### Texte source ###
Liban. Des atteintes aux libertés visent les personnes LGBTI Des projets de lois répressives s’inscrivent dans un contexte de mesures illégales ciblant ces personnes
Les autorités libanaises portent atteinte de manière systématique aux droits fondamentaux des personnes lesbiennes, gays, bisexuelles, transgenres et intersexes (LGBTI).
Alors que le Liban s’enfonce dans la crise économique, les autorités répriment les droits de ces personnes, et autorisent une violence incontrôlée à leur encontre.
Les autorités libanaises devraient immédiatement abandonner les projets de lois anti-LGBTI et mettre fin à ce type d’atteintes aux libertés fondamentales.
Les autorités libanaises s’attaquent de manière systématique aux droits fondamentaux des personnes lesbiennes, gays, bisexuelles, transgenres et intersexes (LGBTI), a déclaré aujourd’hui la Coalition pour la défense de la liberté d’expression au Liban, composée de quinze organisations libanaises et internationales.
### Données fournies ###
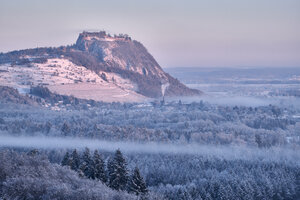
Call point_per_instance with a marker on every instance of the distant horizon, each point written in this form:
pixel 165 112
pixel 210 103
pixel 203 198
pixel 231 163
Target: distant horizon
pixel 191 33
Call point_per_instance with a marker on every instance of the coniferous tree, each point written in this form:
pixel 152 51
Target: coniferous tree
pixel 87 164
pixel 75 160
pixel 137 184
pixel 118 174
pixel 99 170
pixel 66 160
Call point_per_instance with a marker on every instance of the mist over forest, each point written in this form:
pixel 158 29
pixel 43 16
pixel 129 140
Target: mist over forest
pixel 243 145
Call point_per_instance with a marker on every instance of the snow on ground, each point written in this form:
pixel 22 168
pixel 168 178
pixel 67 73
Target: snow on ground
pixel 64 77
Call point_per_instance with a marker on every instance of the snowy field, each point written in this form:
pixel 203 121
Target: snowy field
pixel 64 77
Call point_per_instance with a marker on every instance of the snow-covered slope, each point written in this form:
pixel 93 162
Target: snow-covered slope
pixel 98 66
pixel 64 77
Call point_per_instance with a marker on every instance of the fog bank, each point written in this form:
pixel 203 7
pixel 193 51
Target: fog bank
pixel 226 152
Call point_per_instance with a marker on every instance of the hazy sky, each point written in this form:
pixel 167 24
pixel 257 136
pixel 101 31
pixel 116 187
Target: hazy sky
pixel 202 33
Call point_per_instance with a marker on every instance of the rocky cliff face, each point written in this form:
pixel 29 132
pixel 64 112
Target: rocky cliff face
pixel 132 60
pixel 97 58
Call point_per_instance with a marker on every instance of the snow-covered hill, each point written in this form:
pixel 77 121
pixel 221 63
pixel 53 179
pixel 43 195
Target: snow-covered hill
pixel 62 76
pixel 98 67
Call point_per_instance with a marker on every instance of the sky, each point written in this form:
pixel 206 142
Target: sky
pixel 190 33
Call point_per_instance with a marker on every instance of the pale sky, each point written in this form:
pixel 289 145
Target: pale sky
pixel 189 33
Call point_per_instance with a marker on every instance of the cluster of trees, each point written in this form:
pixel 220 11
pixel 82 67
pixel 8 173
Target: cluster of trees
pixel 263 126
pixel 115 174
pixel 212 177
pixel 32 176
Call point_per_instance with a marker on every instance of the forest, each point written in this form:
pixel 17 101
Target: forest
pixel 155 150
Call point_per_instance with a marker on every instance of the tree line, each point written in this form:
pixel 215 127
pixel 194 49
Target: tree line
pixel 114 174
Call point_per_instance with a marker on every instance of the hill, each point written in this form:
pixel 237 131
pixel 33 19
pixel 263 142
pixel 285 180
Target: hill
pixel 99 67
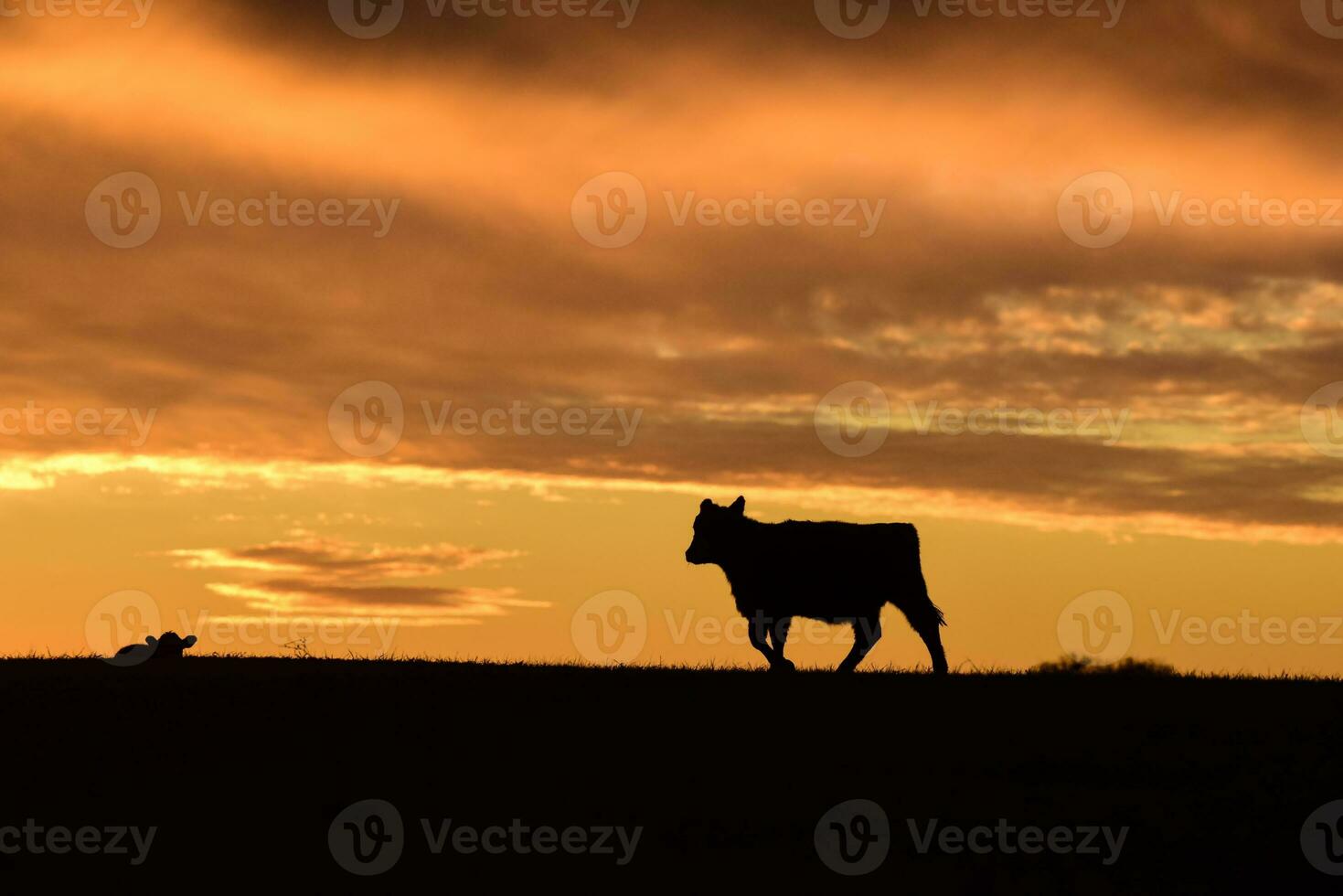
###
• Détails de la tâche
Reprenez le texte sur les personnes LGBTI au Liban à la suite de sa dernière phrase. Les enregistrements n'ont aucun lien avec le texte sur les personnes LGBTI au Liban.

• Réponse à la tâche
En août 2023, deux hauts responsables libanais ont présenté des projets de loi distincts qui criminaliseraient explicitement les relations homosexuelles entre adultes consentants et puniraient toute personne qui « promeut l’homosexualité » d’une peine pouvant aller jusqu’à trois ans d’emprisonnement. La présentation de ces projets de loi fait suite à une série d’incidents hostiles survenus cette année et à l’interdiction, décrétée de manière illégale par un ministère, d’événements liés à l’homosexualité. Ces attaques se sont produites dans un contexte de crise économique paralysante aux conséquences désastreuses pour les droits humains, qui a plongé plus de 80 % de la population dans la pauvreté et affecté plus particulièrement les groupes marginalisés.
« Alors que le Liban s’enfonce dans la crise, les autorités répriment les droits des personnes LGBTI et autorisent une violence incontrôlée à leur encontre », a déclaré Rasha Younes, chercheuse senior auprès du programme Droits des LGBT à Human Rights Watch, membre de la coalition. « Les autorités libanaises devraient immédiatement revenir sur les projets de lois anti-LGBTI et mettre fin aux attaques actuelles contre les libertés fondamentales ».
Les autorités libanaises devraient sauvegarder les droits à la liberté d’expression, de réunion, d’association, à la vie privée, à l’égalité et à la non-discrimination de tous les Libanais et toutes les Libanaises, y compris des personnes LGBTI, a déclaré la coalition.
A l’instar d’autres membres de la Coalition, Human Rights Watch a déjà documenté les abus qui figurent dans ce rapport et se poursuivent depuis 2017, ainsi que les récentes attaques qui prennent pour cible les personnes LGBTI au Liban. Les membres de la Coalition ont également examiné les vidéos, publications sur les réseaux sociaux et rapports du gouvernement mentionnés dans ce rapport.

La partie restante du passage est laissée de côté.